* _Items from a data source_
--- START ---

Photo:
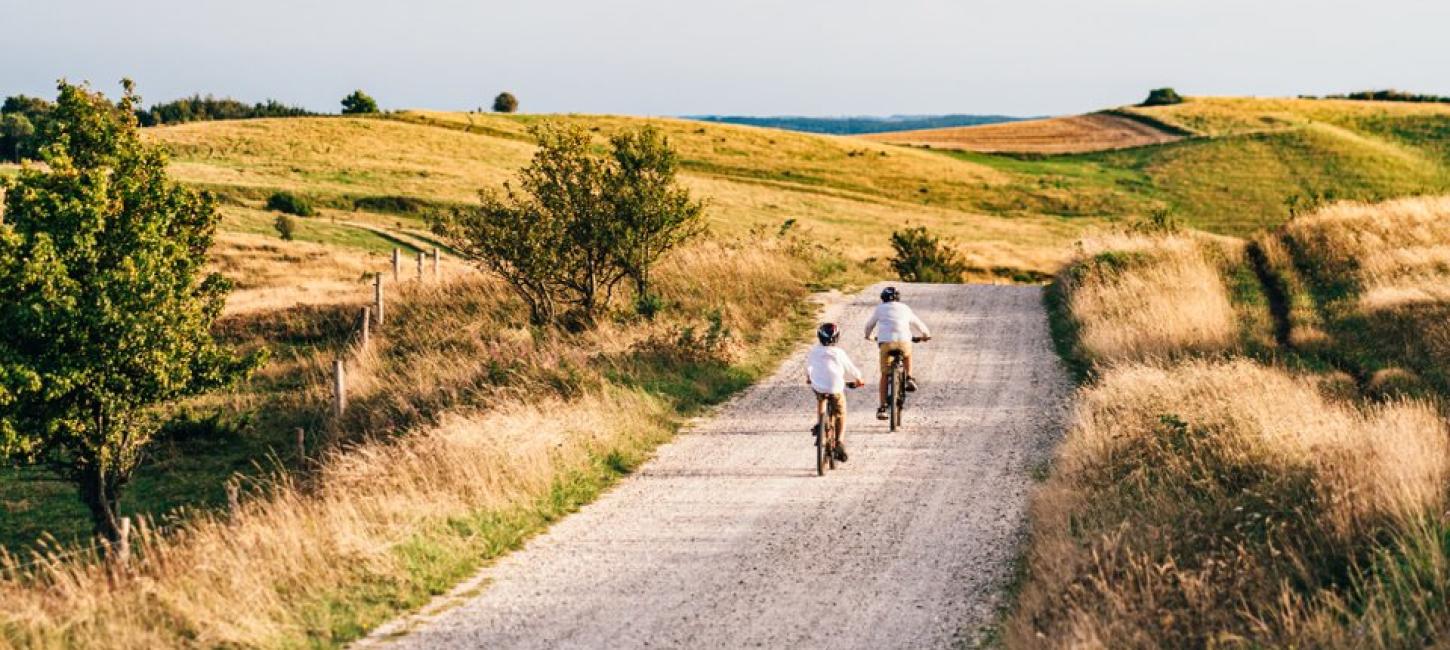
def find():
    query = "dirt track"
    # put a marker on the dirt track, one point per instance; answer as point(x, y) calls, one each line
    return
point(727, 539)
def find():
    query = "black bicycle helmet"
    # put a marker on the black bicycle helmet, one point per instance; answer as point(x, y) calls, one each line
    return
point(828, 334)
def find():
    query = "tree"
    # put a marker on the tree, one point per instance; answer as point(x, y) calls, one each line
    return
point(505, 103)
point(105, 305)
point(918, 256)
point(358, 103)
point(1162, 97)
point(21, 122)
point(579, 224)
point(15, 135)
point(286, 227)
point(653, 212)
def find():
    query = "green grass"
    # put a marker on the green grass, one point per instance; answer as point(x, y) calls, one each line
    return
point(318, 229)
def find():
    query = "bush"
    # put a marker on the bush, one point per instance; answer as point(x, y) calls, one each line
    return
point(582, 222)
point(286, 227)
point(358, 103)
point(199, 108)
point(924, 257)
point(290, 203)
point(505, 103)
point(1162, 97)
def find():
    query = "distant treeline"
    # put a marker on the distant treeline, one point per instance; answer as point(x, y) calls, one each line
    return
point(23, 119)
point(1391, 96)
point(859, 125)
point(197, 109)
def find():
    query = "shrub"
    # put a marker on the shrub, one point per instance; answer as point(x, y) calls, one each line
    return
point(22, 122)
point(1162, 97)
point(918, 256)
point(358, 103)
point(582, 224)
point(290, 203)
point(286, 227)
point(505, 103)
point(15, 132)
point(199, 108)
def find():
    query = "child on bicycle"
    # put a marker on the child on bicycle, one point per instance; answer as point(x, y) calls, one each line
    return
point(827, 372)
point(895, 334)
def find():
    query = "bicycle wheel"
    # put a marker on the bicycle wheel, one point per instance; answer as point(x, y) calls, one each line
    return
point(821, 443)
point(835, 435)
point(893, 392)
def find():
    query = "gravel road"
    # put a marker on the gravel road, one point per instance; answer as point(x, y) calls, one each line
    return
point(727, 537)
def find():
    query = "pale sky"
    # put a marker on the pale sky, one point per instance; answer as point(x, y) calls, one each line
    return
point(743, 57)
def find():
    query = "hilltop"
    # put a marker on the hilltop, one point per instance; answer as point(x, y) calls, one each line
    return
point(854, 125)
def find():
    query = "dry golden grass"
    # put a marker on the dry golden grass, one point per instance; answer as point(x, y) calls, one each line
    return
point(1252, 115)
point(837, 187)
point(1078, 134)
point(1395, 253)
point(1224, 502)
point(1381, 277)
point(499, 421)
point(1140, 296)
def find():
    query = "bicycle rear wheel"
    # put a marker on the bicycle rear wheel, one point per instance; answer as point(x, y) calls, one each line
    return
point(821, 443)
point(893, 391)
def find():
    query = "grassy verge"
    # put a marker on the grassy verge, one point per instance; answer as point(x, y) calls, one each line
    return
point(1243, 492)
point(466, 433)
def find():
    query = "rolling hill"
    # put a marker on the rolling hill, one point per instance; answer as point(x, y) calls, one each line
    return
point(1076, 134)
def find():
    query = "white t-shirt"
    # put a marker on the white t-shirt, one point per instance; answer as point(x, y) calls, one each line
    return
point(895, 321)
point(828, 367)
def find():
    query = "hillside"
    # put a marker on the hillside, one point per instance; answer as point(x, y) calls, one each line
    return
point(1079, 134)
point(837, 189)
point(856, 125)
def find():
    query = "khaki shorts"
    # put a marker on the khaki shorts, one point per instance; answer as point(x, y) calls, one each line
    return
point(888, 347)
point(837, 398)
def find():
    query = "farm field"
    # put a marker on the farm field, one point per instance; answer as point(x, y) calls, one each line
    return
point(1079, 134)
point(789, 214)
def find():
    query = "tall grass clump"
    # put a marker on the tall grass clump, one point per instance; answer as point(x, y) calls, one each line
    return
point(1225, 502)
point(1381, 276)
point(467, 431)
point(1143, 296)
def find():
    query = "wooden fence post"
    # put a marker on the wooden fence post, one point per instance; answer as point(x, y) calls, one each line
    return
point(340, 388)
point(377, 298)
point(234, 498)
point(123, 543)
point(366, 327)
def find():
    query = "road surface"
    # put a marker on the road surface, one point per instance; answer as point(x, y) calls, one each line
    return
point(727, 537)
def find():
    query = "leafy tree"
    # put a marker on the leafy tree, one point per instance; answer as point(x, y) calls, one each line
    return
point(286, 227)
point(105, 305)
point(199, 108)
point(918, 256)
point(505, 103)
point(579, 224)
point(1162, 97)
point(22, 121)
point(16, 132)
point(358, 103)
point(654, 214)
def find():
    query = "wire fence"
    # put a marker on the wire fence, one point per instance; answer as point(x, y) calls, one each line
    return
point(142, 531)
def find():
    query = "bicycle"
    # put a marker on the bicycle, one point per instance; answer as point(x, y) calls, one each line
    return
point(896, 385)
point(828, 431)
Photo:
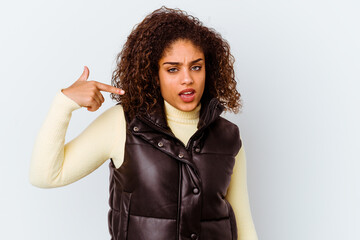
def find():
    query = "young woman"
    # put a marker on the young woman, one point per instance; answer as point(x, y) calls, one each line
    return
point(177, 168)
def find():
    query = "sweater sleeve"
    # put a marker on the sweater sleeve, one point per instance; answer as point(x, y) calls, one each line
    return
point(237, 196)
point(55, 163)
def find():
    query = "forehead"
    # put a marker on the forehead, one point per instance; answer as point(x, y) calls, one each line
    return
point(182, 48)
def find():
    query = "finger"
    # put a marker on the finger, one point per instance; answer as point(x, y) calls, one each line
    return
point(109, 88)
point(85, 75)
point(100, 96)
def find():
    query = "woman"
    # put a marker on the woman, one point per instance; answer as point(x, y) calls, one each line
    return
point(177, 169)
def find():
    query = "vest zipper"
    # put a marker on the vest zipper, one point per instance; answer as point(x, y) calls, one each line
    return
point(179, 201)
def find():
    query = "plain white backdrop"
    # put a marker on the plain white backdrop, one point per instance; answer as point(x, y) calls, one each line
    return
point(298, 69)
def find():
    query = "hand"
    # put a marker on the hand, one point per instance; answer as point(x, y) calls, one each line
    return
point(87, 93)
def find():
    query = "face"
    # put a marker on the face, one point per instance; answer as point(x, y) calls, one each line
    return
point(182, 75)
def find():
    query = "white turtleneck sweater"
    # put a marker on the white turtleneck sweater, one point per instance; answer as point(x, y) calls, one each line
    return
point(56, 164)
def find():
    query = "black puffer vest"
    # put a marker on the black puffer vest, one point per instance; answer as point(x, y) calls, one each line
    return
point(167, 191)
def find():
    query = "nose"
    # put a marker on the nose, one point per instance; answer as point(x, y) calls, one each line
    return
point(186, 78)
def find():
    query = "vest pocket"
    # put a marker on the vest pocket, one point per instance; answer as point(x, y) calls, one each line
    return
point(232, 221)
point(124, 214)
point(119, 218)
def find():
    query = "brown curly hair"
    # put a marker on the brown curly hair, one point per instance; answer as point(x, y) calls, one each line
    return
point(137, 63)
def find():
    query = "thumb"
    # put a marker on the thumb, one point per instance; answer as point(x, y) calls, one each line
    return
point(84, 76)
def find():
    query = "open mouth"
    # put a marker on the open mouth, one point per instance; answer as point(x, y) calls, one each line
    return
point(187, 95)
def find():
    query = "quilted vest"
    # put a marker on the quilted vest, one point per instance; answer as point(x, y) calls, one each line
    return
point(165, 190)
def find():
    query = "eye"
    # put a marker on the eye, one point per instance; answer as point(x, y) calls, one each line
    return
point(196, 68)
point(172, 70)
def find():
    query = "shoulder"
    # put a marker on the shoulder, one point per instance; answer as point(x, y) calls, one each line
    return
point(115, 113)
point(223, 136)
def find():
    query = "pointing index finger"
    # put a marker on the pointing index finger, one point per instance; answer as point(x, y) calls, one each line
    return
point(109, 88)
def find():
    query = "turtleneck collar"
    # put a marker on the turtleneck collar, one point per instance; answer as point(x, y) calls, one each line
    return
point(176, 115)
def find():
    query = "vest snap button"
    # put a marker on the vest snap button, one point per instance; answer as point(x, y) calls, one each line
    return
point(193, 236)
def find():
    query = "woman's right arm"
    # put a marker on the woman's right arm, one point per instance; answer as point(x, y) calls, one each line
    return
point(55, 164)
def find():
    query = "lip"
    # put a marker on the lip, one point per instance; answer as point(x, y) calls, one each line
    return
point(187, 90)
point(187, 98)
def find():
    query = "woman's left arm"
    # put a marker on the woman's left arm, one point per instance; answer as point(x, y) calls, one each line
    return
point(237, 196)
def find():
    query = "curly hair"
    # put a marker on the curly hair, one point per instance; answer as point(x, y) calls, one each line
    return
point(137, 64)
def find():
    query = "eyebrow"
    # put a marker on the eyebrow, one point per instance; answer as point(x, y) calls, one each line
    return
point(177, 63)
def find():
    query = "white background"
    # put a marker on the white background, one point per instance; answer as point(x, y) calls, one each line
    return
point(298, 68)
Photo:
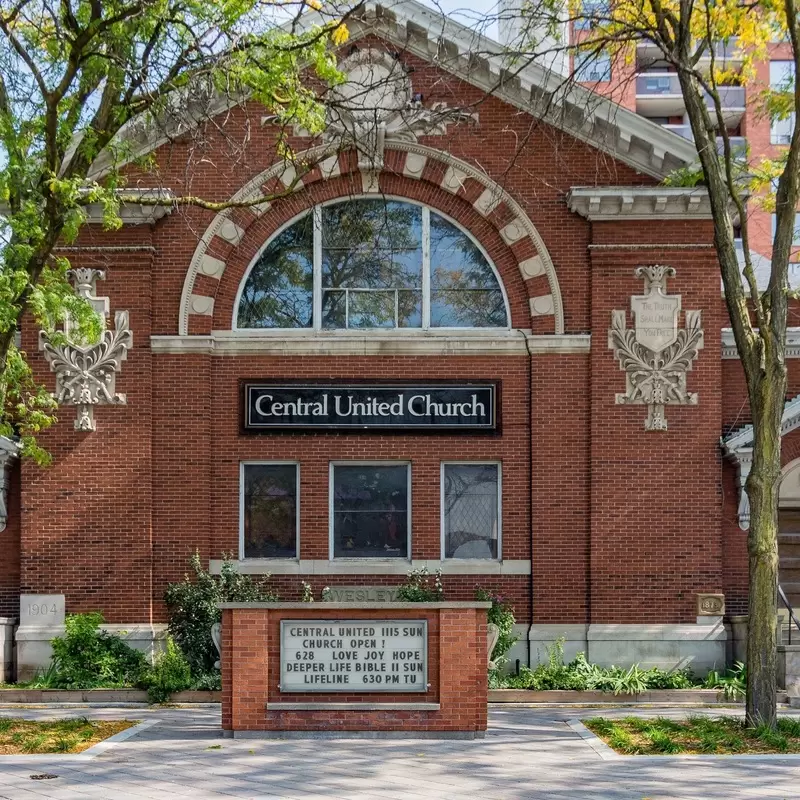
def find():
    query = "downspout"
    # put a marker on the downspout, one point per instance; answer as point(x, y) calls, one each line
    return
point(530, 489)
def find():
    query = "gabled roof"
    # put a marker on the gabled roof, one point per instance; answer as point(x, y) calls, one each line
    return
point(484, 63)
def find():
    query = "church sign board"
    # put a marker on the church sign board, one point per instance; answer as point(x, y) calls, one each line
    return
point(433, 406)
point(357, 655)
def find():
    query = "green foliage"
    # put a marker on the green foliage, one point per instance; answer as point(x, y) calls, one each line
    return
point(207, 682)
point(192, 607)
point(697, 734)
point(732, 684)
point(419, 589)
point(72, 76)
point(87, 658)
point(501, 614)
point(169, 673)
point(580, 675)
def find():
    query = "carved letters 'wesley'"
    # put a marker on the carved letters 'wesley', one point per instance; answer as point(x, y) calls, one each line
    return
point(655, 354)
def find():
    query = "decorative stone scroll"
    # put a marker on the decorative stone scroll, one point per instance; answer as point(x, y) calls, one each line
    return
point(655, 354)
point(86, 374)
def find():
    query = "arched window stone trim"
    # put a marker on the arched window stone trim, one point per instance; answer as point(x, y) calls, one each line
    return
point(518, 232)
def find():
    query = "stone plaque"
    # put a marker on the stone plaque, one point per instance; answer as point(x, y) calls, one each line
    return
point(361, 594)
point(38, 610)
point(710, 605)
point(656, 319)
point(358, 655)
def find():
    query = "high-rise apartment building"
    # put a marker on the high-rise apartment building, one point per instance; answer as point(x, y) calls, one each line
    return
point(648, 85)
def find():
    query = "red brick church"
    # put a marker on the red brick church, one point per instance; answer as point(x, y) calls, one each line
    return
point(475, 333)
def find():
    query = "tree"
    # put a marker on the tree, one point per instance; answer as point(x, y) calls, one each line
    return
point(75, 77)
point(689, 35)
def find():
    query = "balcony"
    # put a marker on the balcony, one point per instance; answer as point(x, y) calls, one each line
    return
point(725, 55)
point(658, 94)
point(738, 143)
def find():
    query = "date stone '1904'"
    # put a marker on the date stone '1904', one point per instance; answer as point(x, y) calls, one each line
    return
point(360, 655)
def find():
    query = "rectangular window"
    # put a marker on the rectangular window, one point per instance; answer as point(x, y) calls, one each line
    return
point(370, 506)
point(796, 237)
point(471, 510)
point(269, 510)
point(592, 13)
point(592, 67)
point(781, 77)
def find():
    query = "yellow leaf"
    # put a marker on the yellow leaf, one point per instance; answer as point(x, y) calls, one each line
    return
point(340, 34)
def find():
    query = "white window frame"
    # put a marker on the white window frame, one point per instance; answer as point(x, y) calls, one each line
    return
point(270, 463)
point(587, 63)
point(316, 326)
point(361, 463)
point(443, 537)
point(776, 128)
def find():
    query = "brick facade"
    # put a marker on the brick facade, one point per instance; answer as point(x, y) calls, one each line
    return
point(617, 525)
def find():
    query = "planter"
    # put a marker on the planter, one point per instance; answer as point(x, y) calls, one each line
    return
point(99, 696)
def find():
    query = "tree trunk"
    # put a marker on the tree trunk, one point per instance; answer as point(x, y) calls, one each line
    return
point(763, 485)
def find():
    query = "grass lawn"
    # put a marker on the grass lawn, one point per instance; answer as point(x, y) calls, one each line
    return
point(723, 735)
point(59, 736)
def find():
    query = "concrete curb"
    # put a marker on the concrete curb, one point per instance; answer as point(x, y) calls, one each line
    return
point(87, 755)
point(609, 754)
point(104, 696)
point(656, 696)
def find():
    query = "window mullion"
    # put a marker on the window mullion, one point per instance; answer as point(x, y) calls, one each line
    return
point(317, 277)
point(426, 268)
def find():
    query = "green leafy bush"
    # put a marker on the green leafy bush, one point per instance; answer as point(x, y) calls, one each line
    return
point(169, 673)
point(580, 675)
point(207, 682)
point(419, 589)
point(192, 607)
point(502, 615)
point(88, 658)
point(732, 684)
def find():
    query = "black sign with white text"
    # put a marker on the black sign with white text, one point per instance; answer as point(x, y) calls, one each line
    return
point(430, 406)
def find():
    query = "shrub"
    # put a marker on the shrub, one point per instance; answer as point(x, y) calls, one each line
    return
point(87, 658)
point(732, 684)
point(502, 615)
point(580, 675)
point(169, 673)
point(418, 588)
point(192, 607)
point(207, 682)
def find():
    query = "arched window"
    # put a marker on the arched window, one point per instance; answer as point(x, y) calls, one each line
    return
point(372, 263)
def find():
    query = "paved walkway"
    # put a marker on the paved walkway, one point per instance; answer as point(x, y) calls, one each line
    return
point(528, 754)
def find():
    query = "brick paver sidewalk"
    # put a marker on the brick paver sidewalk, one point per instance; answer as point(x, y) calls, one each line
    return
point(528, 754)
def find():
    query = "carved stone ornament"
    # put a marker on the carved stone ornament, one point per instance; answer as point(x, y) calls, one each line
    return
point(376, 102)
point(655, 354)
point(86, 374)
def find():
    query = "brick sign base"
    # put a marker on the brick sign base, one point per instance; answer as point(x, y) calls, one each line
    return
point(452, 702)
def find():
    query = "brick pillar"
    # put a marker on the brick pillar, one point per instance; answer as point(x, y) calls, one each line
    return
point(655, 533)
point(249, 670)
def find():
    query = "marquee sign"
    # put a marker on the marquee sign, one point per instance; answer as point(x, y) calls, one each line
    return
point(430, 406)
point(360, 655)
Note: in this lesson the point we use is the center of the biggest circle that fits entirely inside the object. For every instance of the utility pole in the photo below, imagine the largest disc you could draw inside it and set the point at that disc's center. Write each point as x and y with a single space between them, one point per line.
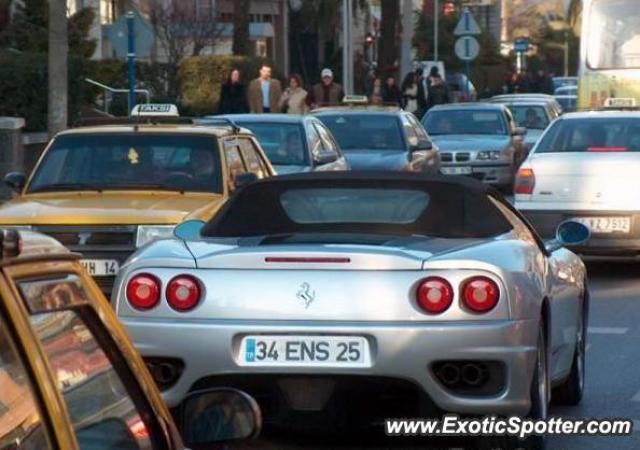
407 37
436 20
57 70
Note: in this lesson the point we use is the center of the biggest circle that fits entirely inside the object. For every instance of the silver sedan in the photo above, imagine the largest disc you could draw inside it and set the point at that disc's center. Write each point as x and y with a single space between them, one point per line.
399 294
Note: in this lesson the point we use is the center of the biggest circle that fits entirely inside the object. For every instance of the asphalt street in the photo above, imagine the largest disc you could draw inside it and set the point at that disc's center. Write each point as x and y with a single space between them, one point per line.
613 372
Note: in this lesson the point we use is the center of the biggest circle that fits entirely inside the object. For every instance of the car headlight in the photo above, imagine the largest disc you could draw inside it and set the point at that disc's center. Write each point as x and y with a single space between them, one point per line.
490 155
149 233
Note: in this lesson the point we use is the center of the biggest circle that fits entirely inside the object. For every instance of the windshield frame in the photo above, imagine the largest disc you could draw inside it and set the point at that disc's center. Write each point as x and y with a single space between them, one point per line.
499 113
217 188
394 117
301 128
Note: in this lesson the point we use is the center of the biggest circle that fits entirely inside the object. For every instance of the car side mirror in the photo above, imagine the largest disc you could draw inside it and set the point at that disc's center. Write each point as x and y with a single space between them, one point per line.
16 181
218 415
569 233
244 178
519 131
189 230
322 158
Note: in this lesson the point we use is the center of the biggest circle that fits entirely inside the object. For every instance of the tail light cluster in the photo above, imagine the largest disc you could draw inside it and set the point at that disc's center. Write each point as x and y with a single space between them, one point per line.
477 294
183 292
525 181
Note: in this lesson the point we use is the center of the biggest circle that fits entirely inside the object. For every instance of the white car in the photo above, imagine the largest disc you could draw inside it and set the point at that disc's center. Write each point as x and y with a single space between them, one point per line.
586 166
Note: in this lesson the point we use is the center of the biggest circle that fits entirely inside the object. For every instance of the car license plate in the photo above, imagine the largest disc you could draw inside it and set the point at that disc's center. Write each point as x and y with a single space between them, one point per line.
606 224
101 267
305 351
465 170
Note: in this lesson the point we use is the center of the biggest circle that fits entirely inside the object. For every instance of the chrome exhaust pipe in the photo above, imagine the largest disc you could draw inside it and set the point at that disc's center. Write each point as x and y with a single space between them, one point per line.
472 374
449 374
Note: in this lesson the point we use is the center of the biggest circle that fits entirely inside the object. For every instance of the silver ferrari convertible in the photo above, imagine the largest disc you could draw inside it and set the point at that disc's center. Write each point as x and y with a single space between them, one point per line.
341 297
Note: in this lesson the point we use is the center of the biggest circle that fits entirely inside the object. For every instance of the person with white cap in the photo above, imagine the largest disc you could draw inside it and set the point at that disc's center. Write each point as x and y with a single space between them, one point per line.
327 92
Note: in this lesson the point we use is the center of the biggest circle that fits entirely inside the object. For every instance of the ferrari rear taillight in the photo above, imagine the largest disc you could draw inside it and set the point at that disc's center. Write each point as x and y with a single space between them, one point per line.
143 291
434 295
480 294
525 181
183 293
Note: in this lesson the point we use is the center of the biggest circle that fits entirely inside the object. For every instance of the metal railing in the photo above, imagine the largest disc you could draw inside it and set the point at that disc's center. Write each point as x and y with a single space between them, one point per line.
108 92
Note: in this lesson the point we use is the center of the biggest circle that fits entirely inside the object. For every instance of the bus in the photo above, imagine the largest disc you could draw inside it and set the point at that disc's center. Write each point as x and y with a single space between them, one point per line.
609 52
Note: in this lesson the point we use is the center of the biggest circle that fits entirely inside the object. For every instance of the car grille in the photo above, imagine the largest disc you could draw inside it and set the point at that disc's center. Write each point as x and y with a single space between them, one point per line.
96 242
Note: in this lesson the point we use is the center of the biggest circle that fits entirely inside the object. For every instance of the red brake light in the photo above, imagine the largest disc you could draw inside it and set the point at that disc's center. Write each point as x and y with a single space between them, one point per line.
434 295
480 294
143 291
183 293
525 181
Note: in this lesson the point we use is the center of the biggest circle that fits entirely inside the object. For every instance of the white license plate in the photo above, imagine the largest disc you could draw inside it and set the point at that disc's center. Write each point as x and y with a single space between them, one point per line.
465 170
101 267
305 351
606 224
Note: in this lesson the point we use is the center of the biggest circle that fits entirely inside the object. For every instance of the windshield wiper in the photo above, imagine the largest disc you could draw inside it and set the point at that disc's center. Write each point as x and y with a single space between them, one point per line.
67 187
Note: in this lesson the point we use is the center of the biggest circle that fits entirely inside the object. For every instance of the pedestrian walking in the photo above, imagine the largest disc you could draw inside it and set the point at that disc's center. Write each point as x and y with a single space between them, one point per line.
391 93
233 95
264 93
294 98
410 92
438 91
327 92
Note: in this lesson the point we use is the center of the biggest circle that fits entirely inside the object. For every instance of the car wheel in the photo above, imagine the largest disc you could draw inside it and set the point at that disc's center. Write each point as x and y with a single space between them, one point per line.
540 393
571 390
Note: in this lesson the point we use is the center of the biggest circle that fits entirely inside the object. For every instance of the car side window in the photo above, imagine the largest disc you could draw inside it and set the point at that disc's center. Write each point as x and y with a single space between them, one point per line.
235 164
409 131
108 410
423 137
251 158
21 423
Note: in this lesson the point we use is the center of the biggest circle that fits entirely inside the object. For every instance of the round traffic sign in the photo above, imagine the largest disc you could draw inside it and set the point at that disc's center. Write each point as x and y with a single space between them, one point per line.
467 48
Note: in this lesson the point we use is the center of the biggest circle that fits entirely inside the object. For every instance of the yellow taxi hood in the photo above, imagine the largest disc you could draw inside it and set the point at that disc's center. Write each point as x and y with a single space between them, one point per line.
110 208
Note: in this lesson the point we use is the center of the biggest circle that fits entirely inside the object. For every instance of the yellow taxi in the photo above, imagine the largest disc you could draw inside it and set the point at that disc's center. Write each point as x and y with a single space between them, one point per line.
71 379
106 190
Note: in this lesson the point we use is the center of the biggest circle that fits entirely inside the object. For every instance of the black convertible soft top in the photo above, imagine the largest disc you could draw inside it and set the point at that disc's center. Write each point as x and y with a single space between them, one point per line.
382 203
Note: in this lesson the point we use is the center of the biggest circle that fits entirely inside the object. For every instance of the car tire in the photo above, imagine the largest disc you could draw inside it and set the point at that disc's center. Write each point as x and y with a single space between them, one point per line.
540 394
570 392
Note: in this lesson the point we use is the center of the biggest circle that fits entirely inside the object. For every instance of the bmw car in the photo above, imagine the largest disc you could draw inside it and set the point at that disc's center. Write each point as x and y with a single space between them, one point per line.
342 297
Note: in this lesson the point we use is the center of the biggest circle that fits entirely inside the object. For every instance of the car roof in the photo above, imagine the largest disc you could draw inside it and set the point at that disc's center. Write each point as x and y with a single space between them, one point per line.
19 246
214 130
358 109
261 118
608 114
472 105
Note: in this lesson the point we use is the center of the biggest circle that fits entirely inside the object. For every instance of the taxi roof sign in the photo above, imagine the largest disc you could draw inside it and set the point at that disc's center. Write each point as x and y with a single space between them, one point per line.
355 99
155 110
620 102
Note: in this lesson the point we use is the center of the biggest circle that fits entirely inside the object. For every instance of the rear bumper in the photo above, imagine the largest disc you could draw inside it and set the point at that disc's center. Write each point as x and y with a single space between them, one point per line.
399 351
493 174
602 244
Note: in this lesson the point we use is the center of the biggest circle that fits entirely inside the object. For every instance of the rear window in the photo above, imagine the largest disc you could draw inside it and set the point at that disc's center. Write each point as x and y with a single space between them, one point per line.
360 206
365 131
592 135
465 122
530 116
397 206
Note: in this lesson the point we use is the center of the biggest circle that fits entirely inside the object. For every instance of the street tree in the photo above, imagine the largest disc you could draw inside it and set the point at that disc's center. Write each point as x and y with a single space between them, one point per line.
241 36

--- END ---

* _The problem_
From the line holding "the car roof" down to the final line above, quote every line exactly and only those lines.

* _Exercise result_
Note: in this lesson the point we use is the center of the biggest circle that fits entirely inside the object. For every instance of the car roof in the photo above, imagine the largest disc you could draw inside it and set the point at that disc's center. Write each point as x and y with a single space between them, one point per line.
19 246
214 130
358 109
261 118
608 114
472 105
Note: in this lesson the point we use is the center of the biggest circle that fits entirely inside the object. For every instance of the taxi roof sign in the photo above, imagine the largest disc you could draw inside it and set the point at that disc's center. Write each point as x and y with a single space between them, one point per line.
355 99
155 110
620 102
Note: in this lesson the point we use is the center of the biggest circle that fits entirely inside the object. For every instance of the rear bumper in the photo above, imagine the largest disc you could draw inside it and set the point at that disc's center. Write each point as x and y with a single space between them, one point per line.
399 351
493 174
602 244
Note: in this lesson the point we use is the center of the biggest circle that fits entirely inside the object. For every instance of the rear window in the photo above, imagine the largest disc you could draw inside it and set the point at that disc's center. Write each point as x and y with a single space between them, one point per line.
360 206
365 131
592 135
465 122
530 116
397 206
Note: in this lesson the point we use is the center of the biggest circle that fits entirely inside the object. For every instance of the street tree in the photo above, imagine the largest disc you could draw inside it and set the point at that disc's center. Write each point as x and y with a single space between them, one point per line.
241 36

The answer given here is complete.